Your objective
Set down all of the data again, character for character.

(Saved entries)

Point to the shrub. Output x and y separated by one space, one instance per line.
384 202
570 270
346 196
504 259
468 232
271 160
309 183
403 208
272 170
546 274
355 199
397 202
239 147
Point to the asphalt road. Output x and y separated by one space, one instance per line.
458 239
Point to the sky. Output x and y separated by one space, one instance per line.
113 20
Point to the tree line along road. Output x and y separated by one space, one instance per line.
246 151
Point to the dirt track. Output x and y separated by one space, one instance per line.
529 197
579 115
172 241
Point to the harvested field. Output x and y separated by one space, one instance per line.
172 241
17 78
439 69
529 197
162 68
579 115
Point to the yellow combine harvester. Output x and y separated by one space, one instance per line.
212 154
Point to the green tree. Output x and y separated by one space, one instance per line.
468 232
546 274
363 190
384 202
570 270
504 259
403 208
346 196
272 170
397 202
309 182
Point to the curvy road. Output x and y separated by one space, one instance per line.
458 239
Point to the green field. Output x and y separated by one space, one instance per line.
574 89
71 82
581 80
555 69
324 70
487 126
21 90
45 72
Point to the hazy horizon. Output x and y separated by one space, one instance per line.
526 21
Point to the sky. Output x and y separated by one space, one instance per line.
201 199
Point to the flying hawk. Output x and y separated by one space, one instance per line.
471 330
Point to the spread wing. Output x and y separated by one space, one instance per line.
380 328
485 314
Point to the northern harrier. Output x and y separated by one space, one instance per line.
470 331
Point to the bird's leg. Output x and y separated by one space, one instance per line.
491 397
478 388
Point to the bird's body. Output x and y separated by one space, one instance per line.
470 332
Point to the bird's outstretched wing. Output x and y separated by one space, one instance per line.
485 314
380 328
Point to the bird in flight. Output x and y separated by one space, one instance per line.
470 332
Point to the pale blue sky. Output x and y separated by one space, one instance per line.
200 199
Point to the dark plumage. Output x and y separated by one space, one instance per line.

Response
Point to the shrub. Output x and y separated by one space, one instance per line.
384 202
570 270
346 196
504 259
468 232
271 160
309 183
403 208
272 170
546 274
355 199
397 202
239 147
Point to the asphalt road. Output x and y separated by one space, one instance per line.
458 239
Point to the sky. Output x and y separated by one space, one instance per line.
113 20
Point to the tree line along road. Output x and y separated by one space, one instance per line.
246 151
Point to the dirt track. Output x and y separated by one space, one instance per line.
529 197
579 115
172 241
Point to the harvested field. Output x and y separated by one space, one instance per line.
172 241
17 78
439 69
529 197
162 68
579 115
Point to the yellow combine harvester. Output x and y separated by one space, one instance per line.
212 154
Point to the green tree. Output x and y separated by one space, one instance per line.
468 232
546 274
363 190
384 202
570 270
504 259
403 208
346 196
272 170
397 202
309 182
Point to the curvy road. Output x and y separated by one space, one instance per line.
458 239
Point to the green field. Output x and y separated by one space, one instance per line.
574 89
71 82
581 80
555 69
324 70
487 126
21 90
45 72
Point to the hazy horizon. Output x and y separated by one space, one instance per line.
526 21
Point to the sky. Output x and y separated by one space, one instance per line.
201 199
Point to the flying hawk. Output x and y separated by one space, one instance per line.
471 330
Point to the spread wing. Output x and y separated by one space, one instance per line.
380 328
485 314
Point to the northern harrier. Output x and y separated by one space, one instance per line.
470 331
Point to the bird's leg. Output x and y separated by one space, one instance per line.
491 397
478 388
Point to the bird's body. Output x and y separated by one space, one instance per line.
470 332
Point to the bird's outstretched wing. Output x and y separated by one space, one instance per line.
485 314
380 328
Point to the bird in flight. Output x and y separated by one space, one instance per line.
470 332
Point to the pale blue sky. Output x and y separated by one space, one instance per line.
200 199
Point to the dark plumage. Output x and y separated by one space, one instance per line.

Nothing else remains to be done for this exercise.